* **What is asked**:
#1 In the oral history, reproduce the passage from "Interviewed by Judy" to "career you had.", swapping "Oral Historian" for "Interviewer".
#2 Answer these questions from the oral history.
(a) In what city did Shearer's parents meet?
(b) To what was Shearer's father restationed?
(c) What conference did Shearer's mother attend at UC Berkeley?

* **Excerpt provided**:

= = = = = = =

THE VFA PIONEER HISTORIES PROJECT

Derek Shearer, PhD

“All the gains in progress that have been made in women’s status came through political struggle as well as personal change and struggle. And we shouldn’t be surprised at the pushback that comes. And there are always going to be obstacles to this kind of change because it’s so fundamental if you’re talking about human beings and how one part of half of the species treats the other.”

Interviewed by Judy Waxman, Oral Historian, September 2025

DS:  I’m Derek Shearer, and I was born in Los Angeles, California, on December 5, 1946.

JW:  Briefly tell us about your childhood and some things that led you to the career you had.

DS:  I grew up in Culver City, which is a separate city surrounded by the city of Los Angeles. It’s the home of many studios. It was the home of MGM, where they made “Gone with the Wind,” “Tarzan,” and “RKO,” where they made “King Kong.” It was a very pleasant city in that regard. I could walk to my schools. I could ride my bike to Little League.

I could walk to downtown and go to the movie theaters, and I could also take the bus to downtown LA and transfer to the trolley lines and go to watch football at the LA Colosseum. So, it had all the benefits of a small town, but because it was part of Greater LA, it had the sophistication of a larger community and all the history of Los Angeles.

My parents met during World War II in New York City in a rainstorm. My father, who was a GI, who was stationed at Yank, the Army magazine, offered my mother an umbrella. She was a college graduate who was volunteering at Grand Central Station during the War. They got married during World War II and drove out to Los Angeles when my father got restationed to Armed Forces Radio in the Pacific. That’s why I was born in LA.

JW:  You became socially conscious later on. What about your childhood made you move in that direction?

DS:  Both my parents were journalists, and so we had a naturally intellectually curious upbringing. My mother was a Wellesley graduate. That was very rare in the 1930s. In addition, she was an athlete, serious. She was actually one of the most distinguished varsity athletes, certainly of her generation, at Wellesley. And during the ’30s, when she was at Wellesley, she came out to California to attend a conference on Women in Sports at UC Berkeley. We have the New York Times article mentioning it and quoting her.

The thing about my mom, and this certainly affected my view of women, is that, one, she was a jock, so that was very important. She was not your typical ladylike housewife. Two, she decided to marry my father, who didn’t fit in the mold of the kind of people that Wellesley graduates married, or her two sisters who went to Wellesley.

= = = = = = =

* **Items**:
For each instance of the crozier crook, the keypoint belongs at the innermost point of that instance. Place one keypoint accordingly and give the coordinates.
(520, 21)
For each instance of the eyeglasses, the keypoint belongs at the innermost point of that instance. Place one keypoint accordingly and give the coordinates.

= = = = = = =

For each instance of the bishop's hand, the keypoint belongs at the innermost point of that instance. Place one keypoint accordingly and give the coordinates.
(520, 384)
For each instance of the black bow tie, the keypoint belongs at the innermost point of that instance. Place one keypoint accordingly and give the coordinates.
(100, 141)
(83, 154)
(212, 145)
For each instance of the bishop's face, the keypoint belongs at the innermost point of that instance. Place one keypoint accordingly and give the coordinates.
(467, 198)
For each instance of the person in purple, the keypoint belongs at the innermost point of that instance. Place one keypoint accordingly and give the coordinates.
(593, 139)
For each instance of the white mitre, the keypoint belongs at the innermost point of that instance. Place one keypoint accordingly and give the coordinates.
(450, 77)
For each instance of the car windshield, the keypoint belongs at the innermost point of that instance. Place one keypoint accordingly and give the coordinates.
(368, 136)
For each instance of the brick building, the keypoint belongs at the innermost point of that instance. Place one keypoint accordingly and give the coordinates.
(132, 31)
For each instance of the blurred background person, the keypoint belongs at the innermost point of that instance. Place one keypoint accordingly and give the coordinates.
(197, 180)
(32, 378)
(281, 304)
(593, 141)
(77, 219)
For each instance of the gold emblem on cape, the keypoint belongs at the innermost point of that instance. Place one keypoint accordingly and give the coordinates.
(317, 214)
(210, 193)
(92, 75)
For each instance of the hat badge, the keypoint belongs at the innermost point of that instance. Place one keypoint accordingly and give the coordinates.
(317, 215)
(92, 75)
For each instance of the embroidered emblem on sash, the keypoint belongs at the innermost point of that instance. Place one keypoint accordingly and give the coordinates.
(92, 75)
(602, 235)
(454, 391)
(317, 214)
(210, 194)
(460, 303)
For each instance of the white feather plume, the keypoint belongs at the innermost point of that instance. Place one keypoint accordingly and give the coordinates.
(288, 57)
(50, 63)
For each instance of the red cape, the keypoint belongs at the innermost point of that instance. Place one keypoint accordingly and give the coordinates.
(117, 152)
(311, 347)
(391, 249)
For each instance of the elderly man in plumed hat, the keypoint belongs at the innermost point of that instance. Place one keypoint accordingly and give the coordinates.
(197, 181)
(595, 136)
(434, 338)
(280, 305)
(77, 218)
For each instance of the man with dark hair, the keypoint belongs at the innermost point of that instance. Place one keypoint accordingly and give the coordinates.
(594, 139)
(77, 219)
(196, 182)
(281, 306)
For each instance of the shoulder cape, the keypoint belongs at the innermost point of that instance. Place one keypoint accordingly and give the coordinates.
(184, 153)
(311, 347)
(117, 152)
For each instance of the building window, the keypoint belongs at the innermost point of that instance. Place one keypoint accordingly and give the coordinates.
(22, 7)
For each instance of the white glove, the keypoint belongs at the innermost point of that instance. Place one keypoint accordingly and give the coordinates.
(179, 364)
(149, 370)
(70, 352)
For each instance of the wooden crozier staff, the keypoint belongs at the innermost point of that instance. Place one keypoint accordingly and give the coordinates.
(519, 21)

= = = = = = =

* **Task results**:
#1
Interviewed by Judy Waxman, Interviewer, September 2025

DS:  I’m Derek Shearer, and I was born in Los Angeles, California, on December 5, 1946.

JW:  Briefly tell us about your childhood and some things that led you to the career you had.

#2
(a) New York City
(b) Armed Forces Radio in the Pacific
(c) A conference on Women in Sports